Information given:
::::::

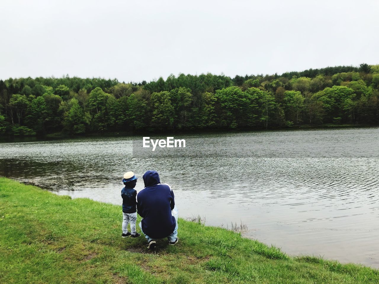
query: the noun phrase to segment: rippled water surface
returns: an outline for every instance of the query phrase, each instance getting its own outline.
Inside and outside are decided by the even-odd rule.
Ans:
[[[139,191],[154,169],[182,217],[242,222],[246,236],[290,254],[379,268],[379,128],[176,138],[186,147],[140,151],[142,136],[3,143],[0,175],[121,204],[123,173]]]

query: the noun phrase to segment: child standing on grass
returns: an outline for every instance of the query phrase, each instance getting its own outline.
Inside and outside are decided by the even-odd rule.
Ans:
[[[137,177],[133,172],[125,173],[122,182],[125,187],[121,191],[122,197],[122,237],[132,236],[136,238],[141,236],[136,231],[136,222],[137,221],[137,209],[136,197],[137,191],[134,189],[137,184]],[[130,223],[130,231],[128,231],[128,224]]]

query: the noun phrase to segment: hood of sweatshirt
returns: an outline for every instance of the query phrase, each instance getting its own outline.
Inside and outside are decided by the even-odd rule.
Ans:
[[[159,180],[159,175],[157,171],[147,171],[143,175],[142,178],[145,183],[145,187],[161,183]]]

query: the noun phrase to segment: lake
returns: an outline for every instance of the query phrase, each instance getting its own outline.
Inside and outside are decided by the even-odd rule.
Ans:
[[[379,268],[379,128],[174,136],[186,147],[153,152],[142,135],[3,142],[0,176],[121,204],[124,173],[139,191],[155,170],[182,217],[242,222],[291,255]]]

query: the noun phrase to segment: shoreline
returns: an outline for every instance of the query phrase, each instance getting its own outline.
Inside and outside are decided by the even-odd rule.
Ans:
[[[152,254],[143,237],[125,241],[119,236],[119,206],[72,199],[5,178],[0,178],[0,226],[3,228],[0,250],[5,261],[11,264],[0,268],[0,279],[10,277],[16,283],[68,280],[74,277],[69,267],[77,267],[74,272],[88,275],[89,283],[92,282],[92,272],[113,282],[116,277],[133,283],[206,283],[214,279],[218,282],[379,281],[379,270],[374,268],[313,256],[289,256],[240,233],[182,218],[178,245],[168,246],[160,240],[157,254]],[[50,265],[41,265],[47,262]],[[20,263],[24,264],[16,269]],[[59,269],[54,269],[57,266]],[[24,276],[17,272],[23,270],[34,272],[20,278]],[[179,279],[187,281],[169,280]]]
[[[346,129],[356,128],[379,128],[379,125],[364,125],[356,124],[326,124],[319,125],[304,125],[296,127],[286,127],[275,128],[269,129],[243,129],[222,130],[188,130],[169,132],[142,133],[136,132],[117,131],[103,133],[93,133],[83,135],[69,135],[61,133],[50,133],[43,136],[3,136],[0,137],[0,143],[34,142],[36,141],[47,141],[54,140],[64,140],[66,139],[80,139],[83,138],[113,137],[140,137],[142,136],[150,136],[152,137],[161,136],[165,135],[201,135],[209,134],[243,133],[259,133],[260,132],[275,132],[278,131],[301,131],[303,130],[316,130],[328,129]]]

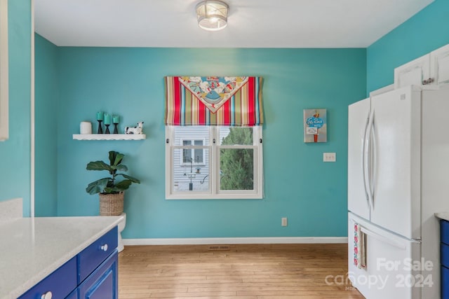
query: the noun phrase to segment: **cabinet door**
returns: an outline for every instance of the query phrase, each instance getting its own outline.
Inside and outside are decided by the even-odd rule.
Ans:
[[[449,45],[430,53],[430,76],[432,84],[441,87],[449,83]]]
[[[430,78],[430,55],[394,69],[394,88],[415,85],[421,85]]]
[[[118,253],[115,251],[78,287],[79,299],[119,298]]]

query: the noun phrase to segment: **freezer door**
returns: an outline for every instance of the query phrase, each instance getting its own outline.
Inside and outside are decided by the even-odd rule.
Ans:
[[[373,97],[371,109],[371,222],[420,239],[421,91]]]
[[[348,109],[348,210],[366,219],[370,218],[370,206],[363,173],[363,151],[370,105],[368,98]]]
[[[355,223],[366,234],[366,269],[354,263]],[[348,278],[366,299],[421,299],[422,288],[432,287],[432,275],[425,269],[431,266],[422,267],[419,242],[399,237],[351,214],[348,228]]]

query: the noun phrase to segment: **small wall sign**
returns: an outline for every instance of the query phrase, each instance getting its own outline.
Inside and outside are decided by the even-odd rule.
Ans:
[[[304,109],[304,142],[327,142],[326,109]]]

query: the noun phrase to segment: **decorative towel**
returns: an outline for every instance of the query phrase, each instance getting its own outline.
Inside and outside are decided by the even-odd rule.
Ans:
[[[366,268],[366,235],[358,223],[354,225],[354,264],[358,269]]]

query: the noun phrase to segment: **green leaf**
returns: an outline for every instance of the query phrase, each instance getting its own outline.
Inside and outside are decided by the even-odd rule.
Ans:
[[[128,176],[128,174],[117,174],[117,175],[118,176],[122,176],[123,177],[124,177],[125,179],[128,179],[128,180],[130,180],[133,183],[140,183],[140,181],[139,181],[138,179],[133,178],[133,176]]]
[[[120,170],[121,172],[128,171],[128,167],[126,167],[126,165],[123,165],[123,164],[116,166],[115,168],[116,169]]]
[[[107,170],[109,172],[112,170],[111,167],[103,161],[89,162],[86,169],[88,170]]]
[[[123,180],[122,181],[117,183],[115,186],[117,189],[126,190],[129,188],[131,183],[133,183],[133,182],[130,180]]]
[[[109,152],[109,162],[111,165],[117,166],[121,162],[125,155],[116,151],[111,151]]]
[[[91,195],[100,193],[103,192],[103,190],[106,188],[109,181],[109,178],[104,178],[93,181],[87,186],[86,192]]]

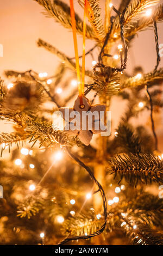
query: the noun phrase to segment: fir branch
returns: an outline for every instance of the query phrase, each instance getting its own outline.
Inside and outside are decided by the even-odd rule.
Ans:
[[[93,234],[100,228],[101,220],[98,220],[93,212],[89,211],[86,215],[79,214],[69,217],[63,224],[62,230],[71,236],[87,235]]]
[[[76,70],[76,64],[74,62],[73,62],[71,58],[68,58],[66,56],[64,53],[60,52],[55,47],[53,46],[52,45],[48,44],[47,42],[45,42],[42,39],[39,39],[37,42],[37,45],[39,47],[43,47],[49,52],[51,52],[52,53],[57,55],[61,60],[65,63],[65,64],[70,69],[75,70]],[[82,71],[82,67],[80,66],[80,70]],[[87,76],[90,77],[92,77],[92,73],[91,71],[89,70],[85,71],[85,75]]]
[[[140,141],[134,134],[131,127],[128,124],[121,123],[116,130],[115,142],[122,148],[123,153],[140,153],[141,151]]]
[[[52,17],[55,21],[59,22],[64,27],[72,29],[70,8],[66,3],[60,0],[34,0],[39,4],[43,6],[46,12],[45,14],[48,17]],[[83,34],[83,21],[76,14],[76,29],[77,33]],[[86,26],[86,36],[89,39],[97,39],[92,28]]]
[[[43,201],[40,196],[29,196],[18,206],[17,216],[21,218],[27,217],[30,219],[32,216],[36,215],[40,210],[43,209]]]
[[[23,133],[17,132],[12,132],[11,133],[7,133],[2,132],[0,133],[0,149],[1,149],[1,157],[2,156],[3,150],[8,147],[9,149],[9,153],[10,152],[10,148],[13,143],[16,144],[17,148],[19,147],[19,144],[26,139],[26,136]]]
[[[74,137],[70,137],[68,133],[59,130],[55,130],[54,126],[47,122],[36,122],[30,121],[27,122],[26,129],[27,138],[30,138],[30,142],[33,145],[40,141],[40,147],[44,143],[49,146],[52,144],[61,144],[63,145],[71,145],[76,143]]]
[[[162,80],[163,68],[161,68],[155,72],[152,72],[143,75],[140,79],[137,79],[136,76],[134,76],[126,80],[121,84],[121,89],[138,86],[144,87],[147,83],[148,83],[149,86],[153,86],[156,83],[162,82]]]
[[[1,80],[0,77],[0,101],[3,99],[4,95],[4,81]]]
[[[104,76],[96,76],[93,78],[92,88],[101,94],[112,95],[117,94],[120,89],[120,78],[117,75],[110,76],[105,81]]]
[[[124,33],[126,37],[132,35],[133,34],[128,34],[128,36],[127,36],[126,34],[128,33],[127,31],[128,29],[133,29],[134,25],[137,23],[137,21],[141,18],[145,9],[153,7],[154,5],[156,5],[159,3],[159,0],[133,0],[132,2],[128,5],[124,16],[124,25],[126,31],[126,32]],[[116,38],[116,40],[120,38],[121,16],[121,15],[120,16],[117,16],[113,23],[113,27],[111,35],[112,41],[115,40],[114,37],[115,34],[117,35]],[[109,42],[111,42],[111,40],[110,40]]]
[[[84,6],[84,0],[78,0],[78,2],[82,7]],[[102,41],[104,39],[105,33],[101,15],[99,0],[89,0],[89,2],[93,13],[93,15],[90,14],[89,20],[95,34],[99,41]]]
[[[163,182],[163,162],[152,155],[128,154],[118,155],[109,160],[108,170],[120,178],[124,177],[131,186],[136,187],[138,182],[143,184]]]
[[[160,4],[154,11],[153,17],[157,22],[163,21],[163,4]],[[152,26],[153,21],[152,19],[148,19],[142,17],[136,23],[131,24],[130,27],[126,31],[126,37],[133,36],[139,31],[142,31],[145,28]]]
[[[118,11],[122,13],[126,7],[130,3],[130,0],[122,0],[118,10]]]
[[[163,235],[149,228],[146,225],[136,223],[136,229],[127,232],[134,245],[163,245]]]

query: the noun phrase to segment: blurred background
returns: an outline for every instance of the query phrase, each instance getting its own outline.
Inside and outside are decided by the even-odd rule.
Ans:
[[[69,3],[68,0],[64,2]],[[160,1],[162,2],[163,1]],[[74,1],[76,11],[82,17],[83,10],[77,1]],[[115,7],[118,7],[120,1],[112,1]],[[105,1],[101,0],[102,10],[104,10]],[[48,76],[53,75],[59,63],[57,57],[39,48],[36,41],[41,38],[55,46],[60,51],[70,57],[74,57],[72,34],[71,32],[48,18],[42,13],[43,8],[33,0],[5,0],[1,1],[0,44],[3,45],[3,57],[0,57],[0,74],[3,77],[4,70],[24,71],[30,69],[40,73],[46,72]],[[102,11],[104,18],[104,13]],[[114,13],[112,13],[114,15]],[[158,25],[159,44],[163,44],[162,23]],[[82,38],[78,36],[79,54],[82,52]],[[91,48],[92,42],[86,41],[86,49]],[[97,50],[93,52],[95,60],[97,60]],[[151,29],[139,33],[132,42],[129,50],[127,72],[132,75],[133,69],[142,66],[145,72],[152,71],[156,64],[155,45],[154,32]],[[92,59],[86,57],[86,66],[92,67]],[[162,66],[163,57],[160,66]],[[64,92],[63,92],[64,94]],[[64,95],[63,95],[64,96]],[[123,102],[122,102],[123,101]],[[124,101],[115,101],[111,111],[112,129],[116,126],[122,117],[122,109],[125,109]],[[119,109],[121,109],[120,113]],[[141,112],[139,118],[134,120],[136,124],[147,124],[150,129],[149,112]],[[155,115],[156,131],[159,137],[159,147],[163,153],[162,112]],[[9,131],[11,126],[0,122],[1,131]]]

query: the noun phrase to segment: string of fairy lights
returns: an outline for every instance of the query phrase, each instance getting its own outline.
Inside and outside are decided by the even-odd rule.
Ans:
[[[112,3],[110,3],[109,7],[110,8],[114,8],[113,4]],[[148,9],[145,12],[145,16],[147,17],[150,17],[152,14],[152,9]],[[118,36],[118,35],[115,33],[114,34],[114,38],[117,38]],[[123,50],[123,45],[122,44],[118,44],[117,45],[117,50],[118,52],[116,53],[115,54],[114,54],[112,57],[114,59],[118,60],[118,59],[120,59],[121,58],[121,52]],[[92,61],[92,66],[94,66],[96,65],[97,62],[95,60],[93,60]],[[142,74],[139,72],[137,73],[135,76],[135,80],[139,80],[142,78]],[[53,77],[52,78],[48,78],[48,74],[46,72],[40,72],[39,74],[39,77],[40,78],[41,81],[46,81],[47,83],[47,84],[50,85],[53,82]],[[74,88],[77,88],[78,86],[78,82],[75,79],[73,79],[70,81],[70,84],[71,86],[74,87]],[[14,86],[14,84],[12,83],[10,83],[7,85],[7,88],[8,90],[10,90],[13,88]],[[58,87],[55,90],[55,93],[58,94],[60,94],[62,92],[62,88],[61,87]],[[140,102],[138,103],[138,107],[140,109],[142,109],[145,106],[145,103],[143,102]],[[114,133],[114,135],[115,137],[117,137],[118,136],[118,133],[117,132],[115,132]],[[2,143],[1,145],[1,147],[2,147],[3,149],[5,149],[8,147],[8,144],[5,143]],[[28,149],[26,148],[22,148],[21,150],[20,150],[20,153],[21,155],[24,155],[24,156],[28,156],[28,155],[32,156],[33,154],[33,150],[31,149]],[[64,157],[64,153],[61,151],[61,150],[59,150],[54,153],[53,155],[53,158],[54,160],[54,161],[60,161]],[[163,159],[163,154],[158,155],[158,157],[160,159]],[[16,166],[17,167],[21,168],[24,168],[24,164],[23,164],[23,161],[22,159],[21,159],[21,156],[18,159],[16,159],[14,160],[14,163]],[[30,169],[34,169],[35,168],[35,166],[33,162],[30,162],[29,163],[29,167]],[[49,171],[49,170],[48,170]],[[43,177],[45,178],[45,175]],[[42,181],[42,180],[41,180]],[[40,183],[40,182],[39,182]],[[30,192],[34,192],[35,191],[36,188],[37,184],[35,184],[34,183],[32,183],[29,185],[29,191]],[[110,187],[112,186],[112,184],[110,184]],[[117,204],[119,202],[120,200],[120,197],[117,196],[117,194],[121,193],[121,191],[123,191],[125,190],[125,185],[121,185],[120,186],[116,187],[115,188],[114,192],[117,195],[116,196],[114,196],[112,198],[109,198],[108,199],[108,205],[109,205],[110,207],[111,207],[112,205],[113,205],[114,204]],[[91,199],[93,195],[93,193],[92,191],[91,192],[88,192],[86,193],[85,193],[85,199],[87,200],[90,200]],[[72,198],[70,200],[70,203],[71,205],[74,205],[76,203],[76,199],[74,198]],[[71,210],[70,212],[71,215],[73,217],[76,215],[76,212],[75,211],[73,210]],[[126,214],[125,213],[121,213],[122,216],[122,217],[125,217]],[[96,215],[96,217],[97,220],[99,220],[102,217],[102,215],[101,214],[98,214]],[[55,221],[58,223],[59,223],[61,224],[63,223],[65,221],[65,217],[63,215],[59,215],[56,216],[55,218]],[[126,225],[127,223],[125,221],[123,221],[121,223],[121,227],[124,226],[124,225]],[[133,229],[136,229],[137,228],[137,225],[136,224],[134,224],[133,226]],[[85,235],[87,236],[87,234],[86,233],[85,233]],[[43,244],[44,243],[44,240],[45,240],[45,233],[44,231],[42,231],[40,234],[40,239],[41,239],[41,242],[42,244]]]

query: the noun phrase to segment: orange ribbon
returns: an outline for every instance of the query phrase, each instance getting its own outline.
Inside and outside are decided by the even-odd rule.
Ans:
[[[80,78],[80,71],[79,60],[79,54],[78,49],[78,43],[77,39],[76,23],[75,19],[75,14],[73,6],[73,0],[70,0],[70,10],[72,27],[73,36],[74,47],[76,60],[76,69],[77,74],[77,81],[78,84],[79,96],[80,98],[80,104],[83,105],[83,95],[84,95],[85,84],[85,38],[86,38],[86,17],[91,19],[93,16],[93,13],[88,2],[85,0],[84,21],[83,21],[83,56],[82,56],[82,81]]]

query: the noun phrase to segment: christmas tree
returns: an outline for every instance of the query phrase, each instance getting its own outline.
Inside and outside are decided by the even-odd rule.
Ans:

::::::

What needs to be done:
Please rewrite the lines that begin at the one containing "query: the noun phrase to segment: **cabinet" and stop after the one containing "[[[118,253],[115,251],[78,287],[79,299],[119,298]]]", swapping "outline" for "polygon" and leaving everything else unchanged. Return only those lines.

Written reply:
query: the noun phrase to segment: **cabinet door**
returns: an polygon for every instance of the query phrase, each instance getting its own polygon.
Inside and outside are decided by the even-odd rule.
Ans:
[[[449,45],[430,53],[430,76],[432,84],[441,87],[449,83]]]
[[[430,78],[430,55],[394,69],[394,88],[415,85],[421,85]]]
[[[118,253],[115,251],[78,287],[79,299],[119,298]]]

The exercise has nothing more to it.